**Information provided**:
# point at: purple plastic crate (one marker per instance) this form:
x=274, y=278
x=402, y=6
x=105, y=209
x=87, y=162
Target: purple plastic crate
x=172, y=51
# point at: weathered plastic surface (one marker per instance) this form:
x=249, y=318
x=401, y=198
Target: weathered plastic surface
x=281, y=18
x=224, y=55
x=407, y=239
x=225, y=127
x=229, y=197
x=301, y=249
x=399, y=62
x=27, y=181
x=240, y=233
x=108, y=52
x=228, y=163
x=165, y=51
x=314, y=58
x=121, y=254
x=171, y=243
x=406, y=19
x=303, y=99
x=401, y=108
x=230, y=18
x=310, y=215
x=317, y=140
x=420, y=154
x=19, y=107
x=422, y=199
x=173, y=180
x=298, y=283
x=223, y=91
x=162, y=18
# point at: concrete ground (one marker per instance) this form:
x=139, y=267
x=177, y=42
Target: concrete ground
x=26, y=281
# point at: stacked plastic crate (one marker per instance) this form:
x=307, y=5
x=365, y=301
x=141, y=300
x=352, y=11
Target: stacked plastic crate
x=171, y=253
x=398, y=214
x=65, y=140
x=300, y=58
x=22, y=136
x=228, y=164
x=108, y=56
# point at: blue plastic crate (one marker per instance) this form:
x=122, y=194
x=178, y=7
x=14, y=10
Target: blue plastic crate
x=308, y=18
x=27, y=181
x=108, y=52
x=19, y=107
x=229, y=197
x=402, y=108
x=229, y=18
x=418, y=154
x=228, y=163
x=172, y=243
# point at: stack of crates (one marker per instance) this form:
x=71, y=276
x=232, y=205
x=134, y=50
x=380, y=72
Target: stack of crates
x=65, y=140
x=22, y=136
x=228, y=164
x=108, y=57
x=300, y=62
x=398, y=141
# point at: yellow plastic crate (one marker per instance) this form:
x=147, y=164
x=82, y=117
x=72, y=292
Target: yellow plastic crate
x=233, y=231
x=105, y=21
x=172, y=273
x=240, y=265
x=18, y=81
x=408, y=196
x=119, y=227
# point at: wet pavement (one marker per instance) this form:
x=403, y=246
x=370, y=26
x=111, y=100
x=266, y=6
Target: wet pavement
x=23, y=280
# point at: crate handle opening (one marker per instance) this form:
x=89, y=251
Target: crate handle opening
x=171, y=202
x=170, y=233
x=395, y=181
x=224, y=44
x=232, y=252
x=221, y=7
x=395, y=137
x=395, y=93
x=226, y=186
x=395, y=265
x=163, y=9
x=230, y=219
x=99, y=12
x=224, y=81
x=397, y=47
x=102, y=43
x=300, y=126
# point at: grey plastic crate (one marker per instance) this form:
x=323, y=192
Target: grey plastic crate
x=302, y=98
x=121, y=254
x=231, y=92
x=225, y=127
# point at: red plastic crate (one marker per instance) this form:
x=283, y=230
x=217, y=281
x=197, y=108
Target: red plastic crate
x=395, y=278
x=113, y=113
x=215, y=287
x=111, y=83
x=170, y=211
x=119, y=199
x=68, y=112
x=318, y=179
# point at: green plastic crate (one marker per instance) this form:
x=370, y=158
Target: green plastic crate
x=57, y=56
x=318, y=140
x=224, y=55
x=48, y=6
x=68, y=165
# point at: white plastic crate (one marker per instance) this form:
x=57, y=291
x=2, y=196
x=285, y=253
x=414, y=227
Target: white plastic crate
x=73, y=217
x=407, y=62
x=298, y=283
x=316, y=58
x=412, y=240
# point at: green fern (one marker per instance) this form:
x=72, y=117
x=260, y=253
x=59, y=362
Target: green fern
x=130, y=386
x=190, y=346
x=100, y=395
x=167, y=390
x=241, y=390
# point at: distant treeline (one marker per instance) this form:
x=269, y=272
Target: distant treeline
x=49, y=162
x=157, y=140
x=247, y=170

**Problem to solve**:
Copy every line above word for word, in the same order, leaving none out.

**The solution**:
# point at: purple plastic crate (one marker per instance) this form:
x=274, y=278
x=402, y=6
x=105, y=209
x=87, y=162
Target: purple plastic crate
x=172, y=51
# point at: weathered plastic surface (one marker per instance) this form:
x=249, y=318
x=401, y=198
Target: weathered plastic surface
x=281, y=18
x=224, y=55
x=407, y=239
x=225, y=127
x=229, y=197
x=301, y=249
x=399, y=62
x=27, y=181
x=240, y=233
x=108, y=52
x=228, y=163
x=165, y=51
x=314, y=58
x=121, y=254
x=171, y=243
x=406, y=19
x=303, y=99
x=401, y=108
x=230, y=18
x=310, y=215
x=317, y=140
x=420, y=154
x=19, y=107
x=422, y=199
x=173, y=180
x=298, y=283
x=223, y=91
x=162, y=18
# point at: concrete ground (one marker per instance) this form:
x=139, y=267
x=177, y=42
Target: concrete ground
x=26, y=281
# point at: stacked plastic crate (one marker per instance) this form:
x=307, y=5
x=365, y=301
x=141, y=300
x=352, y=11
Target: stacked plastic crate
x=171, y=253
x=398, y=214
x=65, y=140
x=300, y=58
x=22, y=136
x=228, y=164
x=108, y=56
# point at: blue plastic crate (one marker per instance) this form:
x=122, y=194
x=178, y=7
x=14, y=10
Target: blue plastic crate
x=308, y=18
x=27, y=181
x=108, y=52
x=19, y=107
x=229, y=197
x=402, y=108
x=229, y=18
x=418, y=154
x=228, y=163
x=172, y=243
# point at: stack of crates (one marker per instance) this form:
x=71, y=276
x=232, y=205
x=134, y=50
x=380, y=72
Target: stack of crates
x=65, y=140
x=22, y=136
x=228, y=164
x=108, y=57
x=300, y=62
x=398, y=141
# point at: yellow plastic crate (one marker per instance) this form:
x=147, y=164
x=82, y=117
x=72, y=292
Target: yellow plastic crate
x=233, y=231
x=105, y=21
x=172, y=273
x=240, y=265
x=18, y=81
x=408, y=196
x=119, y=227
# point at: wet pavement (one marker per instance) this form:
x=403, y=246
x=370, y=26
x=111, y=100
x=266, y=6
Target: wet pavement
x=23, y=280
# point at: crate handle opening (one marker per instance) this form:
x=89, y=251
Target: crate handle opening
x=171, y=202
x=170, y=233
x=395, y=181
x=224, y=44
x=232, y=252
x=221, y=7
x=395, y=137
x=395, y=93
x=226, y=186
x=395, y=265
x=163, y=9
x=230, y=219
x=99, y=12
x=224, y=81
x=397, y=47
x=102, y=43
x=300, y=126
# point at: grey plastic crate (one marker per instance) this form:
x=323, y=192
Target: grey plastic crate
x=302, y=98
x=121, y=254
x=231, y=92
x=225, y=127
# point at: red plastic crate (one marker per instance) this form:
x=283, y=230
x=217, y=281
x=197, y=108
Target: red plastic crate
x=395, y=278
x=113, y=113
x=215, y=287
x=111, y=83
x=170, y=211
x=119, y=199
x=68, y=112
x=318, y=179
# point at: green plastic crate (one marker per instance) this form:
x=370, y=158
Target: green plastic crate
x=57, y=56
x=318, y=140
x=224, y=55
x=48, y=6
x=68, y=165
# point at: white plastic crate (one marker per instance) this form:
x=57, y=291
x=2, y=196
x=285, y=253
x=414, y=227
Target: white plastic crate
x=73, y=217
x=407, y=62
x=298, y=283
x=316, y=58
x=412, y=240
# point at: green fern (one marker per instance) this form:
x=72, y=117
x=260, y=253
x=59, y=362
Target: green fern
x=130, y=386
x=190, y=346
x=100, y=395
x=167, y=390
x=241, y=390
# point at: distant treeline (one marker per instance) this form:
x=269, y=272
Target: distant treeline
x=49, y=162
x=157, y=140
x=247, y=170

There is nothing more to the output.